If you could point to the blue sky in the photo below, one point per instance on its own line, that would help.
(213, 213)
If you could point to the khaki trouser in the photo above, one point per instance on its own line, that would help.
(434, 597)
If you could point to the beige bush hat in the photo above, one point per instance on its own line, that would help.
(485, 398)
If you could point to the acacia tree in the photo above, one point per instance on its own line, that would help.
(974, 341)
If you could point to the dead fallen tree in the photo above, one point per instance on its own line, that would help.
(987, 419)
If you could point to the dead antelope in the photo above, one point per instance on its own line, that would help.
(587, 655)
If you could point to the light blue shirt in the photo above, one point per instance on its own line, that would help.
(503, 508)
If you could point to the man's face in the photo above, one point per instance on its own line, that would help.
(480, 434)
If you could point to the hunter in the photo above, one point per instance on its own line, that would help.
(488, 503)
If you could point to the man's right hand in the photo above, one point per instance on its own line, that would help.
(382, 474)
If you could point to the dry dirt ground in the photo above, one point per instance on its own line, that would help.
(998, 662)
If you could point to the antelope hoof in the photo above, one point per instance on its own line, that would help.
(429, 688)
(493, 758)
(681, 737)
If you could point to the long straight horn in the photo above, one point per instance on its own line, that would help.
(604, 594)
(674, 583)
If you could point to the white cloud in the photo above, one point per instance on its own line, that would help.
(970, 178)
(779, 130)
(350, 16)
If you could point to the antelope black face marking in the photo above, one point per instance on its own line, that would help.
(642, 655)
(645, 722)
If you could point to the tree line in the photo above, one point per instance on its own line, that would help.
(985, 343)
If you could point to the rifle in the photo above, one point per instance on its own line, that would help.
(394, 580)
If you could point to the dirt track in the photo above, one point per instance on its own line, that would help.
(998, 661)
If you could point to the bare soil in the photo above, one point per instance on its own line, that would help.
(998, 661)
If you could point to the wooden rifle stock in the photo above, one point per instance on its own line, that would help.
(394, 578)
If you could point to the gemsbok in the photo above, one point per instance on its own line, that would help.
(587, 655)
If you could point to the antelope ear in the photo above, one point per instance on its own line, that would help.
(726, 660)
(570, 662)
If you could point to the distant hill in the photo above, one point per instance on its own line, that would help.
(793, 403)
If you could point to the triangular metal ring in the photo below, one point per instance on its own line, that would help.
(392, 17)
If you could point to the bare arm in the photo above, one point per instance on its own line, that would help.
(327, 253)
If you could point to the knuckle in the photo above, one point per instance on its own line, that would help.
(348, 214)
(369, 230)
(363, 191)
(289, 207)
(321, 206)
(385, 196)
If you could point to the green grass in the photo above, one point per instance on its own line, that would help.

===

→ Task statement
Every line from the one containing "If you could point to the dirt" through the last line of the entries must be written out verbatim, and no other line.

→ Response to this task
If you could point to the dirt track in the photo above, one point per instance on its own line, that would help.
(998, 661)
If you could point to the bare soil in the photo above, one point per instance on its own line, that would help.
(998, 661)
If you could point to the wooden rifle stock in the photo above, one point per instance on its own line, that would help.
(394, 578)
If you could point to the gemsbok in the photo above, one point per instance on its own line, that would help.
(587, 655)
If you could point to the antelope ear in the photo above, one point per instance on its own line, that would help.
(726, 660)
(570, 662)
If you could point to the distant hill in the photo above, one point per instance on its own line, that would help.
(793, 403)
If you could point to the triangular metal ring in the photo below, one point per instance on its own line, that would help.
(392, 17)
If you could point to the bare arm in the photo above, one point per instance on its own line, that would help.
(327, 253)
If you could point to the knuckle in the photo above, one point per instance on its own line, that would help.
(348, 214)
(369, 230)
(363, 191)
(289, 207)
(321, 206)
(385, 196)
If you could point to the green grass in the photo above, one point per instance on its own line, that would help.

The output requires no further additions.